▶ [TRECHO PARA LEITURA]:
++++++++++
Quando a estupidez está certa

Um dos chefes mais toscos que tive na vida, o finado “seu” Pedro, tinha duas frases de efeito que soltava a torto e direito. Na real, tinha mais do que isso, mas essas duas são indeléveis para quem trabalhou com ele.

“O peão não tem que pensar; pensou, fedeu”

Claro que todas as frases têm contexto. Ele era dono de algumas lojas de gráfica rápida no Rio de Janeiro, basicamente entre o Centro e a Zona Sul. Antes disso, se não me falha a memória, foi coordenador de obras pela Petrobras. Foi criado entre a peãozada, entre pessoas de baixa cultura e formação e, muitas vezes, de baixa estatura intelectual.

Não que ele fosse um caso de pessoa brilhante ou culta, muito pelo contrário, mas se formou em engenharia e ficou na Petrobras até ser dispensado — nunca soube o porquê, mas desconfio — e abriu seu próprio negócio. Ficou rico. As dondocas de Ipanema comentavam que ele era o “dono de Xerox que ficou milionário”. Não estavam erradas.
++++++++++
▶ [DADOS APRESENTADOS]:
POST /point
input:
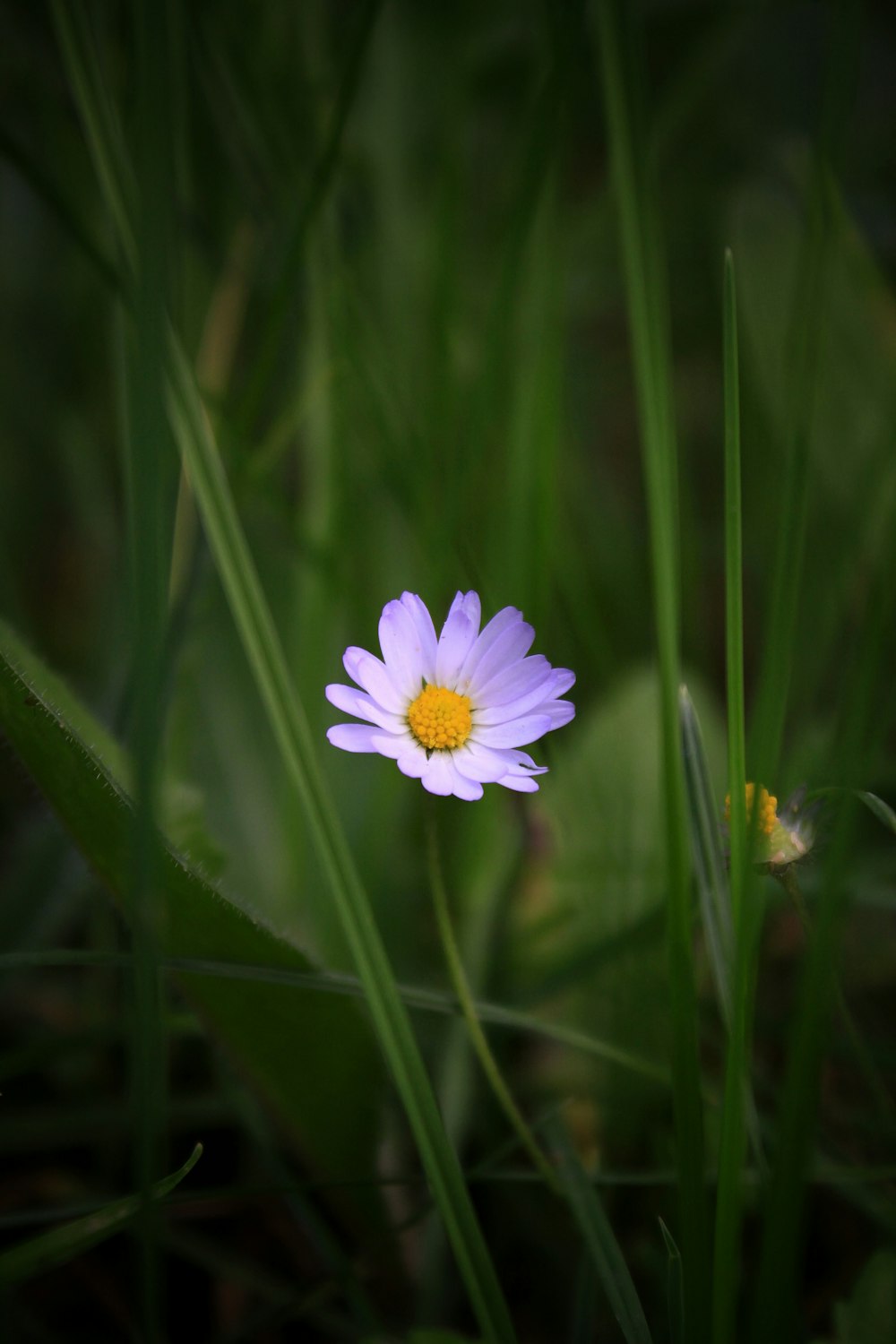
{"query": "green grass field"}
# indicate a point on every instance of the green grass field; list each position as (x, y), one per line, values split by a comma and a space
(586, 308)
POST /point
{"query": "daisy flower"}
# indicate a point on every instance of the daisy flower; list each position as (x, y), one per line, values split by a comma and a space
(452, 710)
(783, 835)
++++++++++
▶ [TAREFAS]:
1. Edite o texto sobre o antigo chefe: reproduza-o a partir de "Um dos chefes" até "trabalhou com ele.", inclusive, trocando "chefes" por "patrões".
2. Transcreva todos os registros linha por linha, sem qualquer alteração, e deixe as imagens de fora da resposta.

▶ [RESULTADOS FINAIS]:
1.
Um dos patrões mais toscos que tive na vida, o finado “seu” Pedro, tinha duas frases de efeito que soltava a torto e direito. Na real, tinha mais do que isso, mas essas duas são indeléveis para quem trabalhou com ele.

2.
POST /point
input:
{"query": "green grass field"}
# indicate a point on every instance of the green grass field; list each position as (x, y), one per line, values split by a comma and a space
(586, 308)
POST /point
{"query": "daisy flower"}
# indicate a point on every instance of the daisy flower; list each position as (x, y), one per line, values split by a comma and a space
(452, 710)
(783, 835)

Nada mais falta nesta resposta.